◆ **Selected excerpt**
---

Monday, October 19, 2009

A race to the bottom

Tim Colebatch
The Age, 20 October 2009
DAY in, day out, Malcolm Turnbull and his colleagues have been slamming the Government for ''reckless spending'', ''spending like drunken sailors''. Every day they have demanded spending cuts - until Sunday, when they demanded more spending: tens of billions of dollars more.
The spending the Opposition objects to is going to schools, public housing, rail or roads. The spending it wants to increase would go to selected companies - mining firms, coal-fired power stations, energy-intensive manufacturing, food processors - in the form of free permits to pollute.
The Coalition is proposing 13 separate amendments to the Government's scheme. All but three would work to blunt the impact of the scheme, and increase its cost to other taxpayers. And they would increase Australia's actual emissions (though not its emissions target).

---

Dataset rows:

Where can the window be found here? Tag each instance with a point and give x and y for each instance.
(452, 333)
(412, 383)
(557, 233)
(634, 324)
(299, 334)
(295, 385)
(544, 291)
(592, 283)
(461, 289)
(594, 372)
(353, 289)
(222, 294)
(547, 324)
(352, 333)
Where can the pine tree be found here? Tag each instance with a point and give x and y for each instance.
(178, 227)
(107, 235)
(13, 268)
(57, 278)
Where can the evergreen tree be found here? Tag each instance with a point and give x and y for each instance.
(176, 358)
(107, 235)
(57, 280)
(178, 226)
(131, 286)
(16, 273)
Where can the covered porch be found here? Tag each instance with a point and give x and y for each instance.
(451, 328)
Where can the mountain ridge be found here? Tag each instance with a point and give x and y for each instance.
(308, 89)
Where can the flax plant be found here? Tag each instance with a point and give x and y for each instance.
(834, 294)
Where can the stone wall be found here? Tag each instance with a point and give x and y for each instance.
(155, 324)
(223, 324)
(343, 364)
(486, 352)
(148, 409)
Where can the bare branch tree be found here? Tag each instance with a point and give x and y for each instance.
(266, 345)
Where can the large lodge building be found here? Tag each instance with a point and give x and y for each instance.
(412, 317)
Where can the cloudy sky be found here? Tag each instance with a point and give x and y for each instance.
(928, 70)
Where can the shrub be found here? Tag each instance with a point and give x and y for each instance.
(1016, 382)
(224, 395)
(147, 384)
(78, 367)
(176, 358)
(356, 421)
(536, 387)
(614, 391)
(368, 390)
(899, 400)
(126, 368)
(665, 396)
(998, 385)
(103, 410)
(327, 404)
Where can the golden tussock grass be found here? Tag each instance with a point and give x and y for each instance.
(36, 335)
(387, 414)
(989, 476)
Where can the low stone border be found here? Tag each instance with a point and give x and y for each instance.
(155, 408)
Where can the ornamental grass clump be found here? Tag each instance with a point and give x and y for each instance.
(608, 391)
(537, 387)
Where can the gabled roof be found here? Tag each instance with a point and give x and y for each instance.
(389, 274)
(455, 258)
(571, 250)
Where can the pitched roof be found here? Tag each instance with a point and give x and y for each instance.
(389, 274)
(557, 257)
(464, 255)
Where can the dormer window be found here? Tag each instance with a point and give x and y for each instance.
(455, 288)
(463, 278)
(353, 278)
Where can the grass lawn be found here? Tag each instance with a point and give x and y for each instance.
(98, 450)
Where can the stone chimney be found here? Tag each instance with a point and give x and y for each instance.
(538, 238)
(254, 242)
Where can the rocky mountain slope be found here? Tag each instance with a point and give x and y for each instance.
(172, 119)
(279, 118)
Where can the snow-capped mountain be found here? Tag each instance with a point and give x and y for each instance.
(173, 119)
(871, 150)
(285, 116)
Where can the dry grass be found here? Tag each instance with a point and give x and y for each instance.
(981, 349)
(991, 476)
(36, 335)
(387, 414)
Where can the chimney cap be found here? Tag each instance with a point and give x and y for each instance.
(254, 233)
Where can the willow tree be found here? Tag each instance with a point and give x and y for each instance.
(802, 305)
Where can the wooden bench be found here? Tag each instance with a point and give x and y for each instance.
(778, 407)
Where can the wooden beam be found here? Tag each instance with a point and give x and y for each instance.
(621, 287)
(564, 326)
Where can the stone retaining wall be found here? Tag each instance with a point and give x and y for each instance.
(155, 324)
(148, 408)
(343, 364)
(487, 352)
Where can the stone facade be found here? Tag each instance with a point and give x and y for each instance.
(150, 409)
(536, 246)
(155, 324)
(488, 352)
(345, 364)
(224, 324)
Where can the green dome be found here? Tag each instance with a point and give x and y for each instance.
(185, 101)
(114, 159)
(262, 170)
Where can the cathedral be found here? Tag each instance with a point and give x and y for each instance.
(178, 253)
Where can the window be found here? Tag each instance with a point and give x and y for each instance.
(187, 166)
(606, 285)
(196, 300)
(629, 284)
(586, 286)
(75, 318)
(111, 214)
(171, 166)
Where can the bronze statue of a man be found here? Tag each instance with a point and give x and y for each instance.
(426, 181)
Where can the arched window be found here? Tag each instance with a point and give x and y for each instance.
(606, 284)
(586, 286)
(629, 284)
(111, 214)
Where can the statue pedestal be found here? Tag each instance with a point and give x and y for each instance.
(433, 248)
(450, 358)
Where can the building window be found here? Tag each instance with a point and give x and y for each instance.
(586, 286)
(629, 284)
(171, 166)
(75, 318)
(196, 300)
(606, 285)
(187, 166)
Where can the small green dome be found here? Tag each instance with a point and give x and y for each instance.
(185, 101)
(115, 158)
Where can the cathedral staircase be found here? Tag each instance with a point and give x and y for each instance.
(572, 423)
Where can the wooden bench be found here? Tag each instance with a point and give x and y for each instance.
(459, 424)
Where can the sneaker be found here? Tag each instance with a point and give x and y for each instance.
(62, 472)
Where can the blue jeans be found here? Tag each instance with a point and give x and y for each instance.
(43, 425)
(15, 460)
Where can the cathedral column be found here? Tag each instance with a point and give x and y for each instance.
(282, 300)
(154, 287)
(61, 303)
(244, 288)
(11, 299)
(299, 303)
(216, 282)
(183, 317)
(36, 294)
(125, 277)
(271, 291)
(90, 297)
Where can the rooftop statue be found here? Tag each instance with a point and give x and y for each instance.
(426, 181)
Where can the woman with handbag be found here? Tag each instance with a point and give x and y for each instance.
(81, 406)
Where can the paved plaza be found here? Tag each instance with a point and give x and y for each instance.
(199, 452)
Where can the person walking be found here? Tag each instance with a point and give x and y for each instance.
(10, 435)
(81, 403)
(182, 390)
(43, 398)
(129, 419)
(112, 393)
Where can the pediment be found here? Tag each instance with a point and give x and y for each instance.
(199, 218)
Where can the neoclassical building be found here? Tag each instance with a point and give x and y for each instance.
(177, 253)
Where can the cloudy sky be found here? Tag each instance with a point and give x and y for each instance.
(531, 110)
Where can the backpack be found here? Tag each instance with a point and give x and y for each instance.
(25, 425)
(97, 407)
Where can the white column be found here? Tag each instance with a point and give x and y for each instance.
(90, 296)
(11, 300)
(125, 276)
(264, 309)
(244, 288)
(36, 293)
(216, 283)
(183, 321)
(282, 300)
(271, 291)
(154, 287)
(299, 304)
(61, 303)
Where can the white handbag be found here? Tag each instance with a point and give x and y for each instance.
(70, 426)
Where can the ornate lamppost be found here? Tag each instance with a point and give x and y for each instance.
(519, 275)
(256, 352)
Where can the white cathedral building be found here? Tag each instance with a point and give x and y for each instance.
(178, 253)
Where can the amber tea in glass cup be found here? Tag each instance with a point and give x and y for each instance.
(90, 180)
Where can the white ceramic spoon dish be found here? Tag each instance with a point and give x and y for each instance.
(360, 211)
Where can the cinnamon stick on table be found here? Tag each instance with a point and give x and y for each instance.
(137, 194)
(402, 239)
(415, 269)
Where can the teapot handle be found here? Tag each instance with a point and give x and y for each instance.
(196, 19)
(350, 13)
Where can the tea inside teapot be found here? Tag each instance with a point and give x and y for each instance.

---

◆ **Challenges**
**A)** Transcribe the passage of the column on the Coalition's emissions amendments from "A race to the" to "its emissions target).".
**B)** Answer these questions from the column on the Coalition's emissions amendments:
(i) Who wrote it?
(ii) How many separate amendments is the Coalition proposing to the Government's scheme?
(iii) In what form would the spending the Opposition wants to increase be given to selected companies?
**C)** List every kind of company that the column on the Coalition's emissions amendments names as a recipient of the spending the Opposition wants to increase.

◆ **The results**
**A)**
A race to the bottom

Tim Colebatch
The Age, 20 October 2009
DAY in, day out, Malcolm Turnbull and his colleagues have been slamming the Government for ''reckless spending'', ''spending like drunken sailors''. Every day they have demanded spending cuts - until Sunday, when they demanded more spending: tens of billions of dollars more.
The spending the Opposition objects to is going to schools, public housing, rail or roads. The spending it wants to increase would go to selected companies - mining firms, coal-fired power stations, energy-intensive manufacturing, food processors - in the form of free permits to pollute.
The Coalition is proposing 13 separate amendments to the Government's scheme. All but three would work to blunt the impact of the scheme, and increase its cost to other taxpayers. And they would increase Australia's actual emissions (though not its emissions target).

**B)**
(i) Tim Colebatch
(ii) 13
(iii) Free permits to pollute

**C)** Mining firms, coal-fired power stations, energy-intensive manufacturing, food processors